Records for the task »
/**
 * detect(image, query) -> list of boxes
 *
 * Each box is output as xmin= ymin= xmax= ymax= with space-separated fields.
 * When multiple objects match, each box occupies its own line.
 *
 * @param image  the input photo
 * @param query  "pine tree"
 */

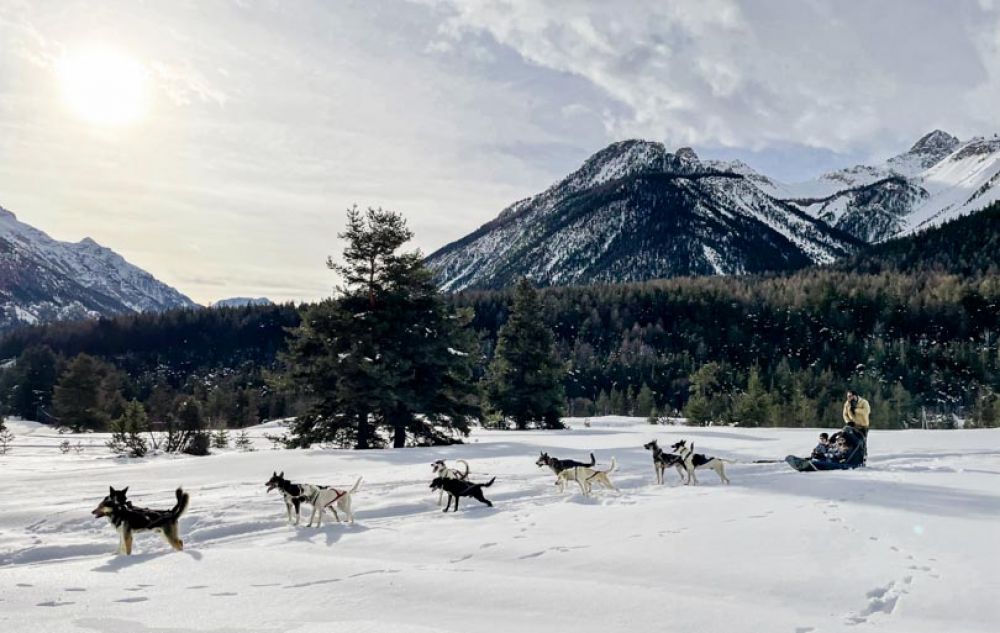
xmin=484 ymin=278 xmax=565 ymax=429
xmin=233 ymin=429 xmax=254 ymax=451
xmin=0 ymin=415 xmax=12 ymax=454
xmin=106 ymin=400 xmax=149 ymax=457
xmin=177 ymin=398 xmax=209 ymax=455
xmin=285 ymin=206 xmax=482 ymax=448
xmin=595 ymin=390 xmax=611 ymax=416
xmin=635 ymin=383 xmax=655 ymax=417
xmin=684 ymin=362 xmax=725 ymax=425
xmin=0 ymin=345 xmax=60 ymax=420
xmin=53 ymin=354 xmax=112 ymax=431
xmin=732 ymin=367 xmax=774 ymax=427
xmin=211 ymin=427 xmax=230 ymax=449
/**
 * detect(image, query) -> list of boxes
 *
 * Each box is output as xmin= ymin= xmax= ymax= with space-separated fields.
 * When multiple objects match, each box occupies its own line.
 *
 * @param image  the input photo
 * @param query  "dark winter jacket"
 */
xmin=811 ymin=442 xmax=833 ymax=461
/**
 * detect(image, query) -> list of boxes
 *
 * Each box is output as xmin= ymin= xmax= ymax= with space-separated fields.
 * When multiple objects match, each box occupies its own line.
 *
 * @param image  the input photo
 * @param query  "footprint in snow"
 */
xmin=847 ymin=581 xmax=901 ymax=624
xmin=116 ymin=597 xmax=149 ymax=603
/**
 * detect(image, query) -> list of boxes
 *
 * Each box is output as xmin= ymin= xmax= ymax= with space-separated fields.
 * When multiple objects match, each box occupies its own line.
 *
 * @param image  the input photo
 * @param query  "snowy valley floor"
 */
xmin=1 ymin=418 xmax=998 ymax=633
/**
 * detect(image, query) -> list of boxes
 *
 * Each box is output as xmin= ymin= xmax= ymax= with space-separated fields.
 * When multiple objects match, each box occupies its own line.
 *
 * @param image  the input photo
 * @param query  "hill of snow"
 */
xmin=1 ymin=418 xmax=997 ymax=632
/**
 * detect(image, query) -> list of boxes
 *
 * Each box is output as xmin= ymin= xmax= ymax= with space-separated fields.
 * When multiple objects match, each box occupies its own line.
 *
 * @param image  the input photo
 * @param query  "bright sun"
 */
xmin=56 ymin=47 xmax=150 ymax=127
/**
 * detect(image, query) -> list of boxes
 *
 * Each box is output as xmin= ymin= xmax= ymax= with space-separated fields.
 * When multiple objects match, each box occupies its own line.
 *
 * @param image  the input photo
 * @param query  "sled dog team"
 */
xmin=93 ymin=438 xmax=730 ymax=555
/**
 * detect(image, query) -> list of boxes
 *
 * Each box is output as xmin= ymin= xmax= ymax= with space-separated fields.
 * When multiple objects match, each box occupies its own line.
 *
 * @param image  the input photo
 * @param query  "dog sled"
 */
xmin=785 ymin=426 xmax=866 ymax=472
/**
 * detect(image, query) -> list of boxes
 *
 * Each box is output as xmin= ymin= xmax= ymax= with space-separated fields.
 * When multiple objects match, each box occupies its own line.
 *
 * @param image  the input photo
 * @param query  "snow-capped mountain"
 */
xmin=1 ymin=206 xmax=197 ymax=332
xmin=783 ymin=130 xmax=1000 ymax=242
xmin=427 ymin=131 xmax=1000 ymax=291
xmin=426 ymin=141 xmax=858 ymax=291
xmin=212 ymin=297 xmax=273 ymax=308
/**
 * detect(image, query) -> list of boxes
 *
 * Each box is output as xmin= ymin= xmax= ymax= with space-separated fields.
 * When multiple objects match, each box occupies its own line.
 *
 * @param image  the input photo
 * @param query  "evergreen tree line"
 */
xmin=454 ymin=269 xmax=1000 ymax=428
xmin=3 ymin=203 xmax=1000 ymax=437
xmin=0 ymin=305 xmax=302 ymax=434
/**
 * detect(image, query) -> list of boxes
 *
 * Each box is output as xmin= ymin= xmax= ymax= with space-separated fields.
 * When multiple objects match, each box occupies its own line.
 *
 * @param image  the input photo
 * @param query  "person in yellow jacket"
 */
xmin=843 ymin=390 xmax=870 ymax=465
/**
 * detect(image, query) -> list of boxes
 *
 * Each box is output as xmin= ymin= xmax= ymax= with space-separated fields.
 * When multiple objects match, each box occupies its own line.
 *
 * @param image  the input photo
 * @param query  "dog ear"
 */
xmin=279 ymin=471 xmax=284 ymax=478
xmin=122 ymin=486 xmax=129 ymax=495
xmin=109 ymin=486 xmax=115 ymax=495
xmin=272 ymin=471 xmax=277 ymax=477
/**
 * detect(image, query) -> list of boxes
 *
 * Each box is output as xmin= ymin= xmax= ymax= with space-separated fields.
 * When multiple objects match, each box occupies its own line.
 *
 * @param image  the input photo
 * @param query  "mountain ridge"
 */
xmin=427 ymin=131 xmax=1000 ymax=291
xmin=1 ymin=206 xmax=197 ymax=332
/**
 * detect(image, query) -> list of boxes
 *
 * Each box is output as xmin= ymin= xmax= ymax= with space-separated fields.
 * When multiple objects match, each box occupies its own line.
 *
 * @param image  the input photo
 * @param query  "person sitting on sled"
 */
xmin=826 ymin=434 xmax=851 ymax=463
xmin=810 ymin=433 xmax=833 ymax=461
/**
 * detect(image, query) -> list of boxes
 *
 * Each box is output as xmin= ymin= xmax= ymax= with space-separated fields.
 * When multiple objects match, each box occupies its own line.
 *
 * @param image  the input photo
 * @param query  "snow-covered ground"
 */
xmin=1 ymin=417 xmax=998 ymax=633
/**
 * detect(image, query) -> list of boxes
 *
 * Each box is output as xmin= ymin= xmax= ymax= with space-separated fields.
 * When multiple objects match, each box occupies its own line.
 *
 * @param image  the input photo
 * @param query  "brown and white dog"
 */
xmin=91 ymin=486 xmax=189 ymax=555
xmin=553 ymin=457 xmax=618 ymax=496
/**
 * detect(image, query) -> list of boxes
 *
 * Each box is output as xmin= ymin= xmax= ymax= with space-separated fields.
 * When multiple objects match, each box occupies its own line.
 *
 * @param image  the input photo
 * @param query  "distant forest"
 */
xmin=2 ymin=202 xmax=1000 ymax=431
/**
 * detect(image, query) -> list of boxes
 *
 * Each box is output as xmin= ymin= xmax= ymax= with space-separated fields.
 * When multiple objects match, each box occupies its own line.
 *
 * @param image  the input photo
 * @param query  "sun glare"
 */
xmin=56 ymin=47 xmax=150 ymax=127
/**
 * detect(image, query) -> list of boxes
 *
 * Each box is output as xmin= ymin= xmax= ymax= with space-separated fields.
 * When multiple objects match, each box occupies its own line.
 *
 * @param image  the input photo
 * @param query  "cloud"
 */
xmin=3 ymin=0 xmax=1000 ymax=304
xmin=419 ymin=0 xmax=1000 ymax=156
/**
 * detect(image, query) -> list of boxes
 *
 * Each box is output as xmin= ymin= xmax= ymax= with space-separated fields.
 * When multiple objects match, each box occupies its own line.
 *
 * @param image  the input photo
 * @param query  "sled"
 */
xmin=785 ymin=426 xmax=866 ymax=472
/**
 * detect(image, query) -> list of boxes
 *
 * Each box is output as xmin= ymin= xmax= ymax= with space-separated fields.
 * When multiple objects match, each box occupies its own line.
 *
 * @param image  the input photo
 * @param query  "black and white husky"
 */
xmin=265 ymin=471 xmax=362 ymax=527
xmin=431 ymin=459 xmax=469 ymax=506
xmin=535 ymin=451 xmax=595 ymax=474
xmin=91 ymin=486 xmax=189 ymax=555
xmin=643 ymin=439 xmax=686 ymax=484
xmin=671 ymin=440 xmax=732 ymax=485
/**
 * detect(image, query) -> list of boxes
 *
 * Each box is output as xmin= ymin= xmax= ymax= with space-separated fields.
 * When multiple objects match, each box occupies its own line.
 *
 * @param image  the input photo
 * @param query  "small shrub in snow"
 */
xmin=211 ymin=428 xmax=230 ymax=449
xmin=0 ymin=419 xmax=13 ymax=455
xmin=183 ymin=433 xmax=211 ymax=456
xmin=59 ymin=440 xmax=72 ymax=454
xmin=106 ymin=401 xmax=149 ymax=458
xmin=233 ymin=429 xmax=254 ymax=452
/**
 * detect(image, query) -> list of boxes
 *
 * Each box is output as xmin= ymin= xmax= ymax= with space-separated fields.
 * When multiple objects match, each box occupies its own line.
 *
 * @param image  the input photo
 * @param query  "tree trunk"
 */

What you need to do »
Which lines of the material above hold the string "person"? Pull them out.

Answer to the problem »
 * @param query  "person in yellow jacket"
 * @param query  "person sitting on sled"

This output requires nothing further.